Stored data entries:
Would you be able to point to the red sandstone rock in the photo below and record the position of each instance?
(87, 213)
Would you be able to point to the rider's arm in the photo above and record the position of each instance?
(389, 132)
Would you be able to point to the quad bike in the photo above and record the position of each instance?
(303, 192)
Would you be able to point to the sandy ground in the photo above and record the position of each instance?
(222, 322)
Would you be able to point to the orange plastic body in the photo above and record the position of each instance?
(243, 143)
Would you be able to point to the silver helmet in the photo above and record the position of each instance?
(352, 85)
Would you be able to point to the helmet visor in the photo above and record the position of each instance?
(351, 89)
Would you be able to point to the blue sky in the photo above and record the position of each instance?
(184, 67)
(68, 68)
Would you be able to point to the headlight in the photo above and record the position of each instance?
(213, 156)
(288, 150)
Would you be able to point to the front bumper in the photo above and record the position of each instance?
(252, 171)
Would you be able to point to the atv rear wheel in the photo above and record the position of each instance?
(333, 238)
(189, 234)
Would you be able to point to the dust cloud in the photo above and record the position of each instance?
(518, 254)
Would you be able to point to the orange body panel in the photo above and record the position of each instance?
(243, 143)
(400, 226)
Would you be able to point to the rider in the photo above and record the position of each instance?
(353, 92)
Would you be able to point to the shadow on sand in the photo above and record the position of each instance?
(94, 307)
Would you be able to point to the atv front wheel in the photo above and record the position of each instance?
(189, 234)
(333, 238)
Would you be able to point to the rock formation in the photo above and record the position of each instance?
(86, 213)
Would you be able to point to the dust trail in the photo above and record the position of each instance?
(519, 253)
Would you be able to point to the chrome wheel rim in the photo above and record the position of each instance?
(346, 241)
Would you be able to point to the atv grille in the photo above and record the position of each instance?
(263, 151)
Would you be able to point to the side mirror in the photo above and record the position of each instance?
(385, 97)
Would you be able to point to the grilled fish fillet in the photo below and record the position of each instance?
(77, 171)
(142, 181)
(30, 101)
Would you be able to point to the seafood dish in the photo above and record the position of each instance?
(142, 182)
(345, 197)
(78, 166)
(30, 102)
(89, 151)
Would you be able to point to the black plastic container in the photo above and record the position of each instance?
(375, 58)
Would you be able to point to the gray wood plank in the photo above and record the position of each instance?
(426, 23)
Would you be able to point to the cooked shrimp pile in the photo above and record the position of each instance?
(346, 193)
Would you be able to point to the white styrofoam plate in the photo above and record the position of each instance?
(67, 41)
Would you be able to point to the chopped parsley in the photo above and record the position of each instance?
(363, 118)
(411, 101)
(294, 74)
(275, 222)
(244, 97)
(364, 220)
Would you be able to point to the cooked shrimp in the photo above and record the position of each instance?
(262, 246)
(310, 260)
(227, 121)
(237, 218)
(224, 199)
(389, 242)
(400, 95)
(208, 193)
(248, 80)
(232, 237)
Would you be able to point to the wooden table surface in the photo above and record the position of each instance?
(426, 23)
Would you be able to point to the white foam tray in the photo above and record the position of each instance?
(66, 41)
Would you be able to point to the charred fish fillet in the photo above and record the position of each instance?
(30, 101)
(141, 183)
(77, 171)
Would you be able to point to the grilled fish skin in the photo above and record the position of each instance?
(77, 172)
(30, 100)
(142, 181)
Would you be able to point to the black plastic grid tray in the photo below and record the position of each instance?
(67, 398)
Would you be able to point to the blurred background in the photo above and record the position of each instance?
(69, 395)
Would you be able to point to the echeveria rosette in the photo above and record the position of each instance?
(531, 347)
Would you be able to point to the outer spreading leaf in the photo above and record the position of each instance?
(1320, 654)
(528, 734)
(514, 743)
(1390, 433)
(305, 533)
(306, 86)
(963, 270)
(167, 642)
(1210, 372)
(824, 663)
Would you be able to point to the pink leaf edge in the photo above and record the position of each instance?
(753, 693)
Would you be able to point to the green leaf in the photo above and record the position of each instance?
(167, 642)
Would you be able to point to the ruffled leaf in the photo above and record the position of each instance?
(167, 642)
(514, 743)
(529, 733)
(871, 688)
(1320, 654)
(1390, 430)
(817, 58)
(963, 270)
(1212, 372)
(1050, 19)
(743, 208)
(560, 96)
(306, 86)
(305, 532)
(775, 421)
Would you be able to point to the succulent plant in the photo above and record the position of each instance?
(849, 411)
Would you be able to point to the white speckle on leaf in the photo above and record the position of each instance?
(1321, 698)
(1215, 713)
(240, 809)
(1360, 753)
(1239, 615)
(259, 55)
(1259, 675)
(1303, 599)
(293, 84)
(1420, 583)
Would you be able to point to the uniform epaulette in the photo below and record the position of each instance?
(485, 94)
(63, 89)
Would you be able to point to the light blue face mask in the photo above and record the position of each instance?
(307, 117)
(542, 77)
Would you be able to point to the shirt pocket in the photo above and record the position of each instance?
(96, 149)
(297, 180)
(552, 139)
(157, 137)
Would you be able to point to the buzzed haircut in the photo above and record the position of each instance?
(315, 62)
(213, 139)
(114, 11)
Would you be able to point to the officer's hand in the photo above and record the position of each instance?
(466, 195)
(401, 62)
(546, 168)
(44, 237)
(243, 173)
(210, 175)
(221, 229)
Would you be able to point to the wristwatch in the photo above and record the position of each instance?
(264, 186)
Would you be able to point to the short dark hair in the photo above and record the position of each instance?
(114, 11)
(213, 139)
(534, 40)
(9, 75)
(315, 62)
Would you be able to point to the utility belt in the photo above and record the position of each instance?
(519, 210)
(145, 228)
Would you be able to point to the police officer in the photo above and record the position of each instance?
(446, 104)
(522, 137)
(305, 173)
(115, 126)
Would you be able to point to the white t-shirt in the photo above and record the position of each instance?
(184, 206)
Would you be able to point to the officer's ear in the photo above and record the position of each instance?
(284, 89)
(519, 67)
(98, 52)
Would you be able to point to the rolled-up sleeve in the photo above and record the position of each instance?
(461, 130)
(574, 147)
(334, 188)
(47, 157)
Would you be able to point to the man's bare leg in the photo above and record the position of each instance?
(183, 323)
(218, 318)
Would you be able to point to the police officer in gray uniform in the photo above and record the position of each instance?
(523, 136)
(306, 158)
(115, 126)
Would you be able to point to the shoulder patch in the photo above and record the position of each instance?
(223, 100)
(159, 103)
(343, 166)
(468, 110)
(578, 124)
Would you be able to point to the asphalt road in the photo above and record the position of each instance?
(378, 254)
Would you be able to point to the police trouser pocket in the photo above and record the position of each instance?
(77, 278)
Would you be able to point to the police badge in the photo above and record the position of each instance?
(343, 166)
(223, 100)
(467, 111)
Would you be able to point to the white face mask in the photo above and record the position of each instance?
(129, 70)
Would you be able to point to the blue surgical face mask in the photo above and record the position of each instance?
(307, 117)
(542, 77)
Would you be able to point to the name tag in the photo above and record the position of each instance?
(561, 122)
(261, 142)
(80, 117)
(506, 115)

▶ **Directions for this task**: Your task is to extract the lines running from the one with "Would you be able to point to the rolled-up" to the end of the material, inclusive, copying each exactly and adding nothing.

▶ **Finished answer**:
Would you be able to point to the rolled-up sleeve in the photo above and record the position of each instance?
(461, 130)
(574, 147)
(334, 188)
(47, 157)
Would you be able to point to the man's bare leg in the photo above and record the position of each instance?
(183, 323)
(218, 318)
Would you be able to point to the police officer in gray uniform in the photo above and record the position of each instance?
(523, 136)
(306, 158)
(115, 126)
Would you be able to point to the shoulder patch in the photo above and record the position of each instance?
(223, 100)
(159, 103)
(343, 166)
(468, 110)
(578, 124)
Would you be able to point to the asphalt road in the photo above and record the position of each instance?
(378, 254)
Would you be able to point to the police trouser pocket in the photo above and record the position of each instance?
(77, 278)
Would you be able to point to the police badge in the photo above and record the position of each instance?
(343, 166)
(223, 100)
(467, 111)
Would you be able to point to the white face mask in the photo above and record the position of each instance?
(129, 70)
Would you be able to point to the blue surgical face mask in the photo above and record the position of each instance?
(307, 117)
(542, 77)
Would you be able to point to the name tag in the photo above and record the position of each instance?
(561, 122)
(261, 142)
(80, 117)
(506, 115)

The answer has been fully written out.